- **Direction 1**: From the records, copy the lines from the start through the line that contains "[[464, 350]]", both ends included, and leave the pictures out of your answer.

- **Text to read**:
Re: [OPE] The dependence of prices on labour values

From: Diego Guerrero <diego.guerrero@movistar.es>
Date: Wed Feb 09 2011 - 02:03:01 EST

Hi, Jurriaan,

Sorry for the delay, I've been away from home several days. Thanks for your
comments and for stating your view. I agree with some things you said, but I
haven't understood two of them. What do you mean by "transformed production
price"? And can you go deeper into the difference between three things, not
two: material form, value-form and price-form?
Thanks,
Diego

----- Original Message -----
From: "Jurriaan Bendien" <jurriaanbendien@online.nl>
To: "Outline on Political Economy mailing list" <ope@lists.csuchico.edu>
Sent: Thursday, February 03, 2011 1:19 PM
Subject: [OPE] The dependence of prices on labour values

> Thanks Diego for the paper. I will state my view. The cost-price I think
> should not be confused with the input cost (as Marxists, neo-Ricardians
> and
> Sraffians usually do confuse them, or state it wrongly).
>
> Marx's cost-price is the cost-price of the newly produced commodity. That
> cost-price doesn't exist, before the commodity is produced and sold,
> except
> theoretically. That is the real point - when the real cost price is
> established, the costs have already been incurred, and cannot be changed.
> You produce products, and then you have a gross revenue out of the sales
> turnover, from which you deduct costs made, to establish income. But you
> don't know what the true production cost will be, before there has been
> any
> production, and before you have sold the products. Marx makes all this
> very
> explicit himself.
>
>>From the point of view of the accumulation of capital, Marx often assumed
> that "cost-price" and "input cost" are the same thing, and that "capital
> advanced" equals "capital consumed".

- **Given information**:

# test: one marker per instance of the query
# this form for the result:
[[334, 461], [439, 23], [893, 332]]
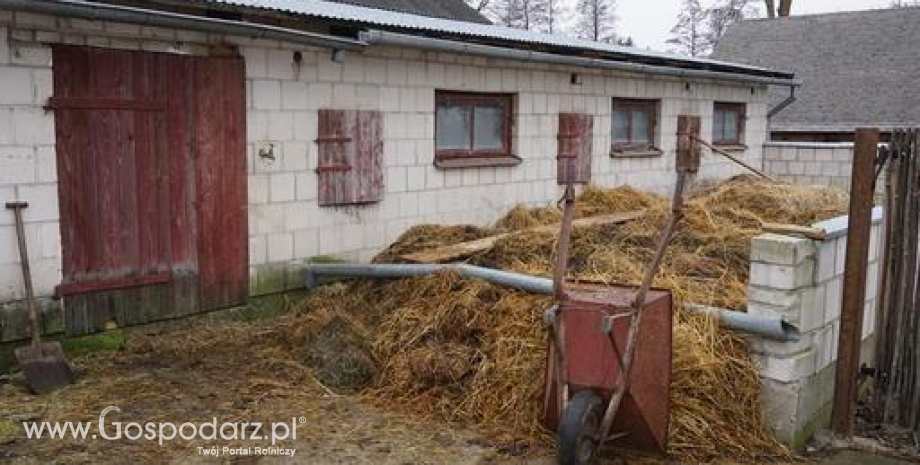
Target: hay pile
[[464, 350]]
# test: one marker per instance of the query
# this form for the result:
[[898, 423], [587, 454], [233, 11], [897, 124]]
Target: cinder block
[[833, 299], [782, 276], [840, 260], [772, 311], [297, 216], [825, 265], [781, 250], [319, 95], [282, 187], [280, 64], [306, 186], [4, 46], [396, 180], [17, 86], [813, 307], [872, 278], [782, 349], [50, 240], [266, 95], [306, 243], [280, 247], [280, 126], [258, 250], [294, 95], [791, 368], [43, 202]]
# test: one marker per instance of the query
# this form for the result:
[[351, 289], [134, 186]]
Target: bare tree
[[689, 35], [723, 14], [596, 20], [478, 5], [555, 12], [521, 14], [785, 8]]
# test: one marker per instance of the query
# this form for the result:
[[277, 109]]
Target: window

- **Direction 2**: In the email exchange above, condense the paragraph beginning "Marx's cost-price is the cost-price of the newly produced commodity" into a short bulleted list that keeps its main points.

- **Written answer 1**:
# test: one marker per instance of the query
# this form for the result:
[[334, 461], [439, 23], [893, 332]]
Target: hay pile
[[464, 350]]

- **Written answer 2**:
- Marx's cost-price is the cost-price of the newly produced commodity.
- It exists only theoretically until the commodity is produced and sold.
- By the time the real cost price is established, the costs have already been incurred and cannot be changed.
- Income is found by deducting the costs made from the gross revenue of sales turnover.
- The true production cost cannot be known before production and sale.
- Marx makes all this explicit himself.